** BEGIN RECORD SET **

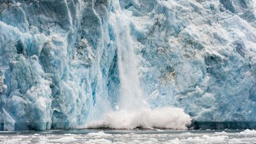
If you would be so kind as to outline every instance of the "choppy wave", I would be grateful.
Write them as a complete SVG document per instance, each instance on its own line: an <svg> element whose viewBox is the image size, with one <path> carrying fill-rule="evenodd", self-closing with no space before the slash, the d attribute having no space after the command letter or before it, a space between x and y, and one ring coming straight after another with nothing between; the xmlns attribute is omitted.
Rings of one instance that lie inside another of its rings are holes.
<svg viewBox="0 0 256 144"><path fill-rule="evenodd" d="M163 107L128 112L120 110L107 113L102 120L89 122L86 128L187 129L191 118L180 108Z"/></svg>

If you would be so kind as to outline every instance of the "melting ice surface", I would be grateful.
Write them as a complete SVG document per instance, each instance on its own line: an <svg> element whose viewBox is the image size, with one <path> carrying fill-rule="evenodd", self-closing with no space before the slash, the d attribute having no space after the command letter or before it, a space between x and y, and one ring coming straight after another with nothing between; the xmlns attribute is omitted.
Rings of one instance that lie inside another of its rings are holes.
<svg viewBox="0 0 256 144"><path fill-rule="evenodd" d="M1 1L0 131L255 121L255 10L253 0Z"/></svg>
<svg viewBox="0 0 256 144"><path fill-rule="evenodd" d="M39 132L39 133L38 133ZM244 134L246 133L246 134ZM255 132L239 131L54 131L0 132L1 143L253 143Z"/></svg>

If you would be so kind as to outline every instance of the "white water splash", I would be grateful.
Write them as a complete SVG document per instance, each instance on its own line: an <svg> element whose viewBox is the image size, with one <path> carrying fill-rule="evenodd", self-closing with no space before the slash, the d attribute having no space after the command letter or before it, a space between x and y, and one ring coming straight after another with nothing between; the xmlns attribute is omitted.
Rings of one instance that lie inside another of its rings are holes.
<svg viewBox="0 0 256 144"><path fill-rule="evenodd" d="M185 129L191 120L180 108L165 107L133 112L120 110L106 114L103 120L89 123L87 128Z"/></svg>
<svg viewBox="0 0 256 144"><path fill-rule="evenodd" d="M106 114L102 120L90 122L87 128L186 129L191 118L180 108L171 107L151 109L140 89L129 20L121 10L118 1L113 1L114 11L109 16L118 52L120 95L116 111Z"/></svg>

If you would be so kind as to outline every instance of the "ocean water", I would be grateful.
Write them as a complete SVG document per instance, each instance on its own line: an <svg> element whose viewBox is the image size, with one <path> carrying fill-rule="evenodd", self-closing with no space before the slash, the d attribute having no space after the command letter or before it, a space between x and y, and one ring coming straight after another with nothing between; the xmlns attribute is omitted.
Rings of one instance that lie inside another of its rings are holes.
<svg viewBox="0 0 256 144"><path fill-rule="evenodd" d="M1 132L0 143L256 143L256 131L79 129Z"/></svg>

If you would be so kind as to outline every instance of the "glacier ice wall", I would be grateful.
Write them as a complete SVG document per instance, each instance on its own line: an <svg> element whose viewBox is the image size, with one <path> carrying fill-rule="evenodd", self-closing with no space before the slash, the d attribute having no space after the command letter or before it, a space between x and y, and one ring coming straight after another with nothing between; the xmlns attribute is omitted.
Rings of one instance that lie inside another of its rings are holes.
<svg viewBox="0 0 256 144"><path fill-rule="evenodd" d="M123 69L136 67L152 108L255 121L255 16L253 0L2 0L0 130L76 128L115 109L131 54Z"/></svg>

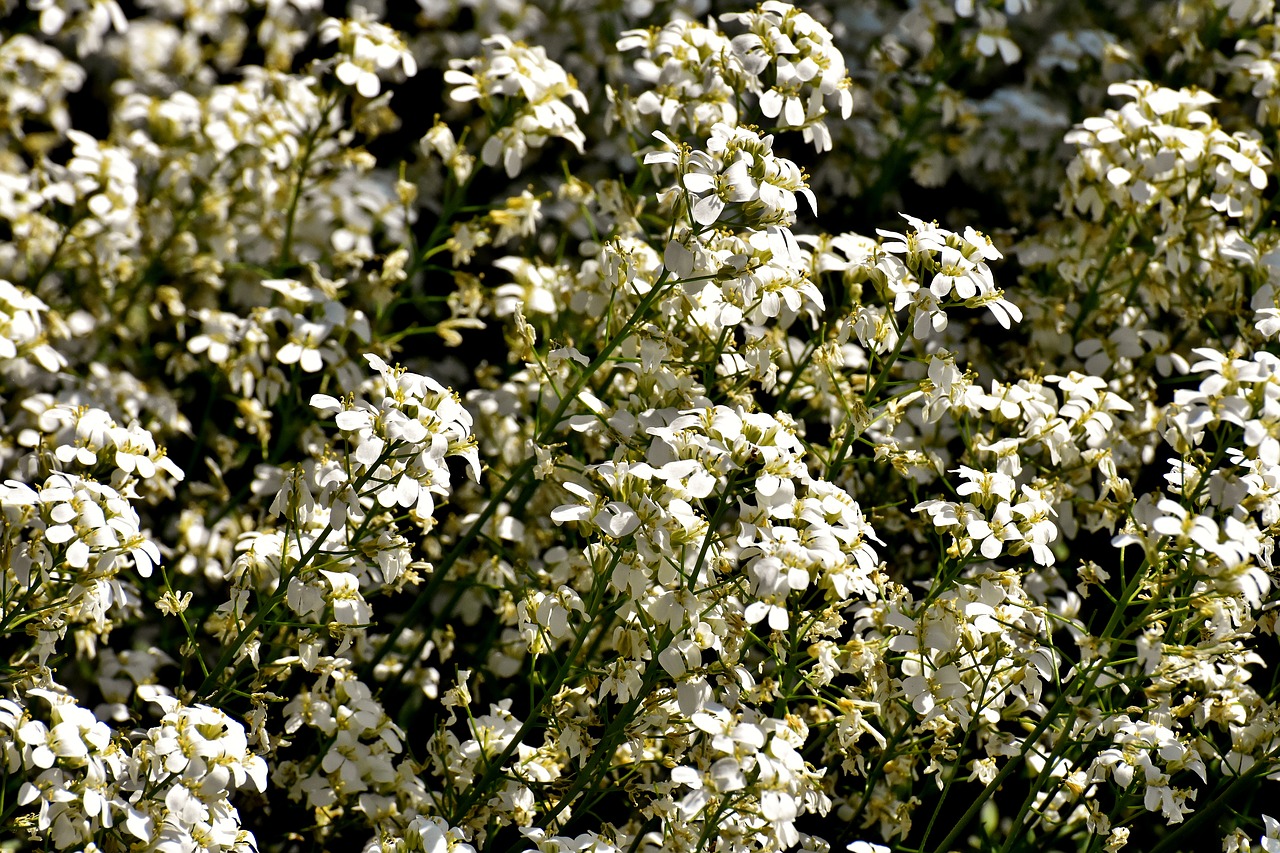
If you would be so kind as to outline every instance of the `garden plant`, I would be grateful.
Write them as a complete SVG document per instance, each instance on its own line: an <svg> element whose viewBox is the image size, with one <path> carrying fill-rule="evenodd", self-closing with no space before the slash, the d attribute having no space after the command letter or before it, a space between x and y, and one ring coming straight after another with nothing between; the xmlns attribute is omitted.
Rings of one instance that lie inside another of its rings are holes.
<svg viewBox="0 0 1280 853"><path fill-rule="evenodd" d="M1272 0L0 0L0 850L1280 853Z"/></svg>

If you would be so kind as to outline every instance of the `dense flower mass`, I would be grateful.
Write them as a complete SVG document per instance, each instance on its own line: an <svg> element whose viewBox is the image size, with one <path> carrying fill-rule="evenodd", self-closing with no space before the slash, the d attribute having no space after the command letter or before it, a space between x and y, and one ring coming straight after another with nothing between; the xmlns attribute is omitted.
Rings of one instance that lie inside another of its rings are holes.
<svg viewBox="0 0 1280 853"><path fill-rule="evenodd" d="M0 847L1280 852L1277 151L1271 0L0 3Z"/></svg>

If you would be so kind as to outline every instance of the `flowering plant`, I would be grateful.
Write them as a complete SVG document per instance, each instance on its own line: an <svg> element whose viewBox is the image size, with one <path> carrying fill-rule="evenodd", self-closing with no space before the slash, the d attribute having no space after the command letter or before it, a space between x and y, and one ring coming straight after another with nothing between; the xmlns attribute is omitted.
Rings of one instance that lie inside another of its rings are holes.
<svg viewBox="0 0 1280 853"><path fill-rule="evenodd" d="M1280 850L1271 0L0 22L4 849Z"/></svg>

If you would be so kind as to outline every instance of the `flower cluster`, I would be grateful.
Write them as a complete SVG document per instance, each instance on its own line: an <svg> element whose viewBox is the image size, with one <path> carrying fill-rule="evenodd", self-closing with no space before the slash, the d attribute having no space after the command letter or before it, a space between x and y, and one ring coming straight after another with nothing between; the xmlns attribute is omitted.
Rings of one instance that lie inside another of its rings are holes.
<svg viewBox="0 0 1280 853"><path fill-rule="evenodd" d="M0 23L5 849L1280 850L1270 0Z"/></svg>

** END RECORD SET **
** BEGIN RECORD SET **

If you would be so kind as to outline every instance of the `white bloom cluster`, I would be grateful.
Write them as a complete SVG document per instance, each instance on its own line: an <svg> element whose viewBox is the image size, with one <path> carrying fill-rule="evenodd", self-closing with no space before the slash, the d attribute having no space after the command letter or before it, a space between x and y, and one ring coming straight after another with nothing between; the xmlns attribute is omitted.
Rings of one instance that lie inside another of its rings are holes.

** END RECORD SET **

→ TO DO
Pick out every line of the data above that contains the word "grateful", and copy each one in full.

→ EXERCISE ANSWER
If you would be so kind as to outline every instance of the "choppy wave", I would be grateful.
If you would be so kind as to outline every instance of the "melting ice surface", I would be grateful.
If you would be so kind as to outline every instance of the "white water splash", I would be grateful.
If you would be so kind as to outline every instance of the "ocean water", I would be grateful.
If you would be so kind as to outline every instance of the "glacier ice wall", I would be grateful.
If you would be so kind as to outline every instance of the `garden plant`, I would be grateful.
If you would be so kind as to outline every instance of the `dense flower mass`, I would be grateful.
If you would be so kind as to outline every instance of the `flowering plant`, I would be grateful.
If you would be so kind as to outline every instance of the `flower cluster`, I would be grateful.
If you would be so kind as to outline every instance of the `white bloom cluster`, I would be grateful.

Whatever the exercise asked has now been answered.